### Textauszug
Am Abend des dritten November versuchte der Feind zwischen dem Sudenburger und Ulrichs-Thor in Schußweite Wallaufwürfe zu machen, zog sich indeß nach einigen Schüssen von den Wällen zurück. In der Nacht vom 4. auf den 5. November schlich sich der Feind in der Nähe des Kröckenthores an die Stadt heran und warf einige Granaten in dieselbe, von denen indeß nur drei trafen und nur eine einzige Schaden anrichtete, indem sie in das Wohnzimmer des Regierungsraths Guischard in der braunen Hirschstraße flog und diesen an der Schulter verletzte. Sofort wurde die Lärmtrommel gerührt, und die ganze Stadt gerieth in Unruhe. Die Soldaten versammelten sich auf den Alarmplätzen. Der Gouverneur war erschrocken aus dem Bett gesprungen, er fürchtete, daß der Feind wider die geheime Verabredung einen wirklichen Angriff im Sinne habe. Er versammelte die ersten Generale um sich. Einige derselben verlangten, daß eine Abtheilung Soldaten aus der Stadt gesandt werde, um den Feind zu vertreiben; Kleist war dagegen. Die Ruhe wurde ohnehin nicht weiter gestört.
######
### Vorliegende Datensätze
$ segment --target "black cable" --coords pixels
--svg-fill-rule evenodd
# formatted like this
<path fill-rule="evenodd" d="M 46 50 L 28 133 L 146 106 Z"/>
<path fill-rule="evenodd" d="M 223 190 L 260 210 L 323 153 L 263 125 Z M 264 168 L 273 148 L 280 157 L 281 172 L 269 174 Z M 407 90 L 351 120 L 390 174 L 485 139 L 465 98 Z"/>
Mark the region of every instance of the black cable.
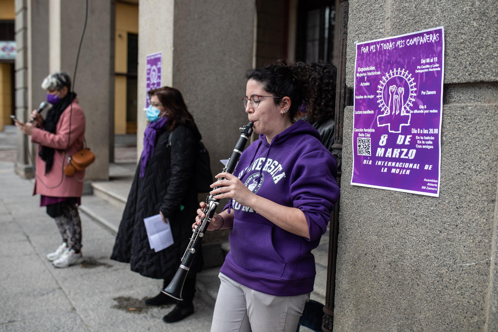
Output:
<path fill-rule="evenodd" d="M 71 94 L 70 96 L 71 101 L 69 104 L 70 107 L 70 110 L 69 111 L 69 133 L 68 135 L 67 146 L 66 147 L 66 151 L 64 151 L 64 157 L 62 159 L 62 167 L 61 167 L 62 170 L 61 173 L 60 182 L 59 182 L 59 184 L 57 184 L 57 185 L 52 187 L 47 186 L 46 184 L 43 183 L 43 181 L 41 179 L 41 178 L 39 176 L 38 176 L 38 175 L 36 174 L 36 170 L 35 171 L 35 173 L 34 173 L 35 176 L 38 178 L 38 179 L 40 180 L 40 182 L 41 182 L 41 184 L 43 184 L 44 186 L 45 186 L 45 187 L 47 189 L 55 189 L 56 188 L 60 186 L 60 185 L 62 184 L 62 181 L 64 180 L 64 163 L 65 163 L 66 160 L 67 159 L 67 155 L 66 154 L 66 153 L 68 150 L 69 150 L 69 145 L 70 143 L 71 143 L 71 123 L 73 115 L 73 98 L 74 96 L 74 85 L 76 83 L 76 71 L 78 70 L 78 62 L 80 59 L 80 51 L 81 50 L 81 45 L 83 43 L 83 37 L 85 36 L 85 31 L 86 31 L 87 29 L 87 22 L 88 21 L 88 0 L 86 0 L 86 8 L 85 9 L 85 24 L 83 25 L 83 31 L 81 33 L 81 38 L 80 39 L 80 44 L 78 47 L 78 53 L 76 55 L 76 63 L 74 66 L 74 73 L 73 74 L 73 84 L 72 86 L 72 91 L 69 92 L 69 93 Z M 31 154 L 29 153 L 29 152 L 28 153 L 28 155 L 29 156 L 29 159 L 31 159 L 31 164 L 33 164 L 33 166 L 35 167 L 35 169 L 36 169 L 36 166 L 34 163 L 33 162 L 33 158 L 32 157 L 31 157 Z M 78 180 L 77 178 L 75 177 L 75 178 L 77 181 L 78 181 L 79 182 L 82 182 L 82 181 Z"/>

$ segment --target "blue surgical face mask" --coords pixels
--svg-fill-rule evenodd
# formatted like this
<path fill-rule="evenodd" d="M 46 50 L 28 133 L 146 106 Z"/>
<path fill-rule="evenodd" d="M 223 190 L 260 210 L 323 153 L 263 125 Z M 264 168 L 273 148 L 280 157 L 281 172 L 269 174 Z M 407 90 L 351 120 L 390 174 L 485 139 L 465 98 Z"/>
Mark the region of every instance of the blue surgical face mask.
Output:
<path fill-rule="evenodd" d="M 154 107 L 151 105 L 149 105 L 147 108 L 147 111 L 145 112 L 145 116 L 151 122 L 157 121 L 161 115 L 161 111 L 157 107 Z"/>

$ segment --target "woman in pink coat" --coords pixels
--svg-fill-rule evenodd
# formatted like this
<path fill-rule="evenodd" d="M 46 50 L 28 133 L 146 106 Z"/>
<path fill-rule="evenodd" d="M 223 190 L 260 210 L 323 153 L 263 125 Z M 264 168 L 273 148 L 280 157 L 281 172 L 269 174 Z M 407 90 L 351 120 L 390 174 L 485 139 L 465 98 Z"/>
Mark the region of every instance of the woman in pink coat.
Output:
<path fill-rule="evenodd" d="M 52 108 L 46 118 L 33 111 L 31 123 L 16 121 L 24 134 L 39 147 L 36 156 L 33 194 L 41 195 L 41 206 L 55 219 L 62 243 L 47 259 L 54 266 L 66 268 L 83 261 L 81 222 L 78 213 L 83 190 L 85 171 L 67 176 L 63 171 L 68 156 L 83 149 L 85 115 L 76 94 L 71 92 L 71 79 L 65 72 L 51 74 L 41 87 L 47 90 L 47 101 Z"/>

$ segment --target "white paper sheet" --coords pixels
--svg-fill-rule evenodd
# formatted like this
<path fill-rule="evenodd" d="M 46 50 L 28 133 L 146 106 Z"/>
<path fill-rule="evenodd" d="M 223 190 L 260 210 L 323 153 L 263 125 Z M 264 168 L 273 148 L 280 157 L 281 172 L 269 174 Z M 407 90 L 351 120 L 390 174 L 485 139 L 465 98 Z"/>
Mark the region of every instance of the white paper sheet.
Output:
<path fill-rule="evenodd" d="M 150 249 L 153 249 L 156 252 L 167 248 L 174 243 L 169 220 L 167 218 L 166 220 L 167 223 L 162 221 L 160 214 L 143 219 Z"/>

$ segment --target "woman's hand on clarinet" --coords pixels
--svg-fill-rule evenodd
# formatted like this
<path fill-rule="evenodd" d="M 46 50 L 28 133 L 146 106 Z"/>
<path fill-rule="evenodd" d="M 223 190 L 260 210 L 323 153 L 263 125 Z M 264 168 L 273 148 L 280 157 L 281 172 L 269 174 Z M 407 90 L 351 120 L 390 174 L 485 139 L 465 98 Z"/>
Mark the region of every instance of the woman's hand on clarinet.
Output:
<path fill-rule="evenodd" d="M 195 225 L 201 224 L 201 218 L 206 216 L 204 214 L 204 208 L 206 207 L 206 203 L 201 202 L 199 203 L 200 208 L 197 209 L 197 216 L 195 217 L 195 222 L 192 224 L 192 228 L 195 227 Z M 208 225 L 208 230 L 216 230 L 222 225 L 222 218 L 219 215 L 215 213 L 211 218 L 211 221 Z"/>
<path fill-rule="evenodd" d="M 244 185 L 238 177 L 227 172 L 220 173 L 215 177 L 225 177 L 225 179 L 211 184 L 211 188 L 223 186 L 210 192 L 210 194 L 214 195 L 214 198 L 232 198 L 245 206 L 251 205 L 251 201 L 255 194 Z"/>

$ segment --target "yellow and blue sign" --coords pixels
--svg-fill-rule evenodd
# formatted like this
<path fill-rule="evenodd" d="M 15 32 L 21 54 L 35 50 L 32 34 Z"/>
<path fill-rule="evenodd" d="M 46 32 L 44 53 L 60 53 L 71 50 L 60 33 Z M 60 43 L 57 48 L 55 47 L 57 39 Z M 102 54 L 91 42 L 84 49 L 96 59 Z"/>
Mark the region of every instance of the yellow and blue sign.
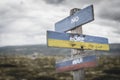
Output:
<path fill-rule="evenodd" d="M 53 31 L 47 31 L 47 45 L 59 48 L 109 50 L 107 38 Z"/>
<path fill-rule="evenodd" d="M 94 20 L 93 5 L 90 5 L 75 14 L 66 17 L 65 19 L 55 24 L 55 31 L 65 32 L 77 26 L 83 25 Z"/>

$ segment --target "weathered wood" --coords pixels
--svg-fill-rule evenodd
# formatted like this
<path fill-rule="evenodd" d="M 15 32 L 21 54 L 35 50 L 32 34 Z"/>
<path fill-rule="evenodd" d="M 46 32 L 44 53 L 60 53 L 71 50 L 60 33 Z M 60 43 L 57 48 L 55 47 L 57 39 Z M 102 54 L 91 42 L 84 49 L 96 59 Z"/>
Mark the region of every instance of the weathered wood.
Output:
<path fill-rule="evenodd" d="M 75 12 L 79 11 L 80 9 L 78 8 L 74 8 L 70 11 L 70 15 L 73 15 Z M 82 26 L 76 27 L 75 29 L 71 30 L 71 33 L 78 33 L 78 34 L 82 34 Z M 76 50 L 76 49 L 72 49 L 71 50 L 71 57 L 77 56 L 77 55 L 81 55 L 83 54 L 84 51 L 82 50 Z M 84 69 L 80 69 L 80 70 L 76 70 L 73 71 L 73 80 L 84 80 Z"/>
######
Führe den Textauszug über die Vorfälle an den Stadttoren Anfang November im Anschluss an seinen letzten Satz weiter. Die Datensätze werden hier nicht gebraucht.

**Lösung:**
Wieder kamen am folgenden Tage zwei französische Parlamentäre in die Stadt. Die Unterhandlungen mit ihnen wurden geheim gehalten, und der Hauptmann Le Blanc wurde gegen Abend als preußischer Parlamentair zu Ney gesandt, dessen Stab schon bis Buckau vorgeschoben war.

Schon am 7. November verbreitete sich in der Stadt das Gerücht, daß Kleist wegen Uebergabe mir Ney unterhandle. Bürger und Soldaten waren gleich erbittert darüber. Die Soldaten sammelten sich auf der Straße, zogen drohend vor des Gouverneurs Haus, der sich durch starke Wache geschützt hatte, und drohten, die ganze Stadt anzuzünden. Immer weiter wuchs der Aufruhr. Die Polizei erließ den Befehl, daß jeder Hauswirth auf die Treppen gefüllte Wassereimer setzen solle. Gegen die Soldalen selbst, welche nichts von Uebergabe wissen wollten, welche drohend verlangten, zum Ausfall und Kampfe geführt zu werden, wagte Niemand einzuschreiten. Der Gouverneur befand sich in der verzweifeltsten Stimmung und auf’s Neue sandte er einen Vertrauten an Ney, um die Verhandlung zu beschleunigen.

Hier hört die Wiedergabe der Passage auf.